-- Passage shown start --

Engaging interns in sessions reviewing improvements and changes to your own search process while they are on-board and during exit interviews is a great way to solicit feedback and allow them to see their direct contribution in the modifications. Allowing them to “listen in” on business owner or investor calls lets them hear both sides of the conversation and can be a special learning opportunity.

While it may seem tempting to provide some kind of incentives to interns to “align” them with your goals, searchers who have tried “success fees” for a completed deal have discovered the opposite effect. Providing a salary for “hardship” cases also yielded morale issues with the other unpaid interns. Pizza from time to time along with the “entrepreneurial experience” sprinkled with gratitude seems to work best.

Coaching them by reviewing their resumes and LinkedIn profiles can beneficial to getting real-world experience from the founders. Even sharing life and career lessons can be worthwhile for the interns to see some good and bad modeling choices.

When it becomes clear that one of your selections is not working out, it is best to move quickly and have the “talk” about leaving. Waiting until the “end of the summer” or until the “term ends” only protracts the agony that the other interns are suffering under. Best to part company quickly and move on. The remaining interns will thank you for doing your job.

In the opposite direction, give them permission to give you feedback. How you are sounding on the phone, the tone you take with sellers and the way you are spending your time, are all observations that they can challenge you with. For search partners, giving the interns a code word like “talk time” is a good simple reminder that you two are spending too much time talking with each other and not focused on being in front of sellers!

What to avoid

Allowing interns who are not fully competent to have direct contact with sellers should be avoided – as it limits the crucial time that the searcher spends bonding with a business owner to develop trust. Same holds true for email solicitation which should be put out under the name of the searcher, not the intern.

-- Passage shown end --
-- Supplied information start --

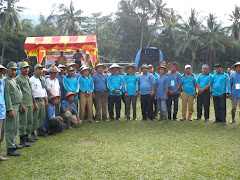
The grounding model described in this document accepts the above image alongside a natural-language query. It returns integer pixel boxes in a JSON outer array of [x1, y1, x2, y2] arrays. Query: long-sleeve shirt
[[0, 79, 6, 120], [138, 73, 156, 95], [3, 75, 22, 111], [107, 75, 123, 96], [123, 74, 139, 96], [78, 76, 94, 92], [211, 72, 230, 96], [63, 75, 79, 100]]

-- Supplied information end --

* Task instructions
a - Write out the passage on working with interns from "While it may" up to and including "bad modeling choices.".
b - Answer these questions from the passage on working with interns:
(i) What did searchers who tried "success fees" for a completed deal discover?
(ii) What code word does the passage suggest giving interns for search partners?
(iii) Under whose name should email solicitation be put out?
c - Continue the passage on working with interns, starting after its last sentence.

* Answers to the problems
a -
While it may seem tempting to provide some kind of incentives to interns to “align” them with your goals, searchers who have tried “success fees” for a completed deal have discovered the opposite effect. Providing a salary for “hardship” cases also yielded morale issues with the other unpaid interns. Pizza from time to time along with the “entrepreneurial experience” sprinkled with gratitude seems to work best.

Coaching them by reviewing their resumes and LinkedIn profiles can beneficial to getting real-world experience from the founders. Even sharing life and career lessons can be worthwhile for the interns to see some good and bad modeling choices.

b -
(i) They discovered the opposite effect.
(ii) "Talk time."
(iii) The searcher's, not the intern's.

c -
Sellers may understand that you are supported by them, but not be put off by your having a “team”. They are expecting you to acquire their business and not the interns! It took Adam Barker and Ben Murray of New Forest 6-8 months before they felt confident to have these calls made by selected interns who follow a script from their “intern handbook”.

On the other hand, many searchers early on have effectively assigned a competent intern to handle all broker screening, reviews and evaluations and even to the point of preparing an IOI and LOI – leaving the direct phone/face-to-face discussions with the business owner to the searcher.

During an intensive LOI/Due diligence period, you may need fewer interns to be processing the deal flow as you focus on closing. The highest intensity of intern use will be during the middle of your process which runs from a few months after launch to the days of pre-closing. Be transparent with your current and incoming interns about where you are in the process, the complications that may arise, and what could happen if you do/do not close.

A lasting effect

The near term effectiveness of utilizing a team of interns is significant and if managed effectively, allows the prospecting part of the search to become very efficient and productive. Seeing an intern get a job offer that is a direct result of their work with you is very fulfilling.

Over the long term, some searchers have hired interns into substantial roles once they have bought a company. Paul Thomson at Scottish American brought his intern Kiet Vo with him to his first day of ownership and later recruited former intern Cristian Joe. Dennis Kogen and Bjoern VonSiemens also hired Nazim Akmandil, one of their Berlin-based interns into a business development position soon after they purchased their business.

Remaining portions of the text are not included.